Unofficially, they call it the office of unusual assets.

It’s a phrase those in advancement, such as Cam Kelly ’84, director of major gifts and gift planning, use to describe the planned giving office’s work with a virtual repository of sometimes-quirky, often-valuable donations from alumnae and friends. Parcels of real estate, pricey paintings, rare books, sculptures, and fine silver might belong in the category by virtue of their distinction from the cash or stock donations typically given by alumnae.


A crew shell, donated by the husband of a 1979 alumna and crew team member, plies the Connecticut River regularly

President Carol T. Christ occasionally uses a silver tea service given by a 1942 alumna

There is no actual office of unusual assets. But as Kelly explains, every college receives its share of donated items that might require some creativity among administrators to determine their usefulness.

“If you mention it to other planned giving professionals, they just smile and nod,” says Kelly of this hodgepodge of unusual donations.

An administrator in advancement at Colby College describes a donation of axe handles as part of an entire garage full of belongings given to the college. Then there was the offer there of a complete collection of Readers’ Digest Condensed Books.

“Gifts should have a related college use,” notes Kelly. “We don’t want to have the situation where we accept a gift of property, then place it in a corner somewhere.”

To assess the related use for a proposed gift, the college formed the Gift Acceptance Committee, a small group of administrators, such as Kelly, who consider whether proposed gifts would serve a college use.

A handsome silver tea service given by a 1942 alumna is now put to use on occasion in the President’s house. A specialized telescope that allows views of the sun, donated by the mother of a 1990 Smith alumna, gets regular use by the astronomy department. A crew shell given by the husband of a 1979 alumna hits the water frequently, powered by Smith crew team rowers.

The list goes on: a crèche scene used by the chapel, a topography studio in the art department, an original painting by Georgia O’Keeffe now in the Museum of Art.

These unusual gifts end up on Smith’s doorstep via several paths. Each has its own story, as Kelly would tell you. Sometimes they arrive as part of the estate of an alumna, left as a bequest to the college. More often, the gift is proposed during a donor’s lifetime, allowing for an income tax deduction.

“One of the reasons for moving these types of assets is when people want to downsize an estate,” explains Kelly. “We accept many gifts of property offered to the college, but we can’t accept everything. Fortunately, people are thoughtful, and comparatively few gifts come across my desk that the college declines.”

While unusual gifts are certainly appreciated by the college, every once in a while one ends up at Smith that might have better remained with its original owner.

A decade ago, a valuable-but-temperamental horse was donated to Smith’s equestrian program, Kelly recalls all too well. “It would only allow one person to ride it,” she says of the horse, “and was not adaptable to new student riders.”

“It takes a special kind of temperament to work with a different rider every day,” says Sue Payne, senior coach of riding. “This horse just didn’t have it.”

That horse—perhaps the consummate unusual donation—became grist for a host of advancement insider jokes for a while. “We had to endure all sorts of jokes about looking a gift horse in the mouth,” quips Kelly.

Thankfully, she says, most items that are accepted by Smith through the office of unusual assets are of value and good use to the college.

Dataset records
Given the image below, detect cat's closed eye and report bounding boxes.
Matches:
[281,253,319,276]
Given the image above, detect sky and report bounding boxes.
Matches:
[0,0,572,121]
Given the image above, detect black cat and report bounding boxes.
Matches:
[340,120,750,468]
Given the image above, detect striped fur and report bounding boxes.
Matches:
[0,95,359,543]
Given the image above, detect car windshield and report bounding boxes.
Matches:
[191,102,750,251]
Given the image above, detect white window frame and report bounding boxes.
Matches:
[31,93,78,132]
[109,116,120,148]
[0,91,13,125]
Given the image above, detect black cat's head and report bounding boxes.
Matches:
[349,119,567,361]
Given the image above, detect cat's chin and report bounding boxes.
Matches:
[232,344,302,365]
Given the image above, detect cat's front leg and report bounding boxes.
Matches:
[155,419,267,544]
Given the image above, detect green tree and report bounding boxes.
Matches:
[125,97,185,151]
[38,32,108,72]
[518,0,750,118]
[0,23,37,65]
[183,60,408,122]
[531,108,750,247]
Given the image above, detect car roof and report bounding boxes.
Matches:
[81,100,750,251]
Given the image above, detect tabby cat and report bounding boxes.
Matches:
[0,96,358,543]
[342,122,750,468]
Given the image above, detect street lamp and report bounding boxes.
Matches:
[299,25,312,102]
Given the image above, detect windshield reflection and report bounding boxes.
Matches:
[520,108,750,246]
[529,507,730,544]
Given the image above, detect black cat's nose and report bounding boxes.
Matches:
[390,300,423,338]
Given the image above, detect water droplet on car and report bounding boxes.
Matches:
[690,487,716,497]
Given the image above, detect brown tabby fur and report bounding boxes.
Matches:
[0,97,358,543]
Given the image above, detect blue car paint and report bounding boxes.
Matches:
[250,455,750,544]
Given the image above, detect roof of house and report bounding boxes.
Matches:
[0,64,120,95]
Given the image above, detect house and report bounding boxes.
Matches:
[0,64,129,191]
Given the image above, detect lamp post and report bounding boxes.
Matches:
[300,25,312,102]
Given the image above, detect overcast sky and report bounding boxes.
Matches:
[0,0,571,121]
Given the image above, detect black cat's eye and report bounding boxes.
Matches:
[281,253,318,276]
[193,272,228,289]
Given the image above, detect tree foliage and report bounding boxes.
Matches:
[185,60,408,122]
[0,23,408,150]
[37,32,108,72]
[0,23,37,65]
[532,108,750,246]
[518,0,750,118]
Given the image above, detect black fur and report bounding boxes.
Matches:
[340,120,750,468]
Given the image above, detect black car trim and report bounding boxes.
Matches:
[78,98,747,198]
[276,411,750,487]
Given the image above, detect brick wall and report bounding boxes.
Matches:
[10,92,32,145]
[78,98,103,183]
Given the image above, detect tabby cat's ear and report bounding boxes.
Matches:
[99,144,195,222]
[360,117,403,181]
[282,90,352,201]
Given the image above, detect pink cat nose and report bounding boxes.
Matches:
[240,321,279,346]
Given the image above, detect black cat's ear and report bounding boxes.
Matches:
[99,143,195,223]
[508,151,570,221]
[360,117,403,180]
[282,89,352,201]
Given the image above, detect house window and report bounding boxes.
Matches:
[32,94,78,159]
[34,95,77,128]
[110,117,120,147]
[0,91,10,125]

Work instructions
[A] Render this sentence from the article on unusual gifts to Smith in Spanish: "There is no actual office of unusual assets."
[B] From the article on unusual gifts to Smith, give the passage from "A handsome silver" up to and including "income tax deduction." again, substituting "instrument" for "telescope".

Per-task outputs
[A] No existe realmente una oficina de activos inusuales.

[B]
A handsome silver tea service given by a 1942 alumna is now put to use on occasion in the President’s house. A specialized instrument that allows views of the sun, donated by the mother of a 1990 Smith alumna, gets regular use by the astronomy department. A crew shell given by the husband of a 1979 alumna hits the water frequently, powered by Smith crew team rowers.

The list goes on: a crèche scene used by the chapel, a topography studio in the art department, an original painting by Georgia O’Keeffe now in the Museum of Art.

These unusual gifts end up on Smith’s doorstep via several paths. Each has its own story, as Kelly would tell you. Sometimes they arrive as part of the estate of an alumna, left as a bequest to the college. More often, the gift is proposed during a donor’s lifetime, allowing for an income tax deduction.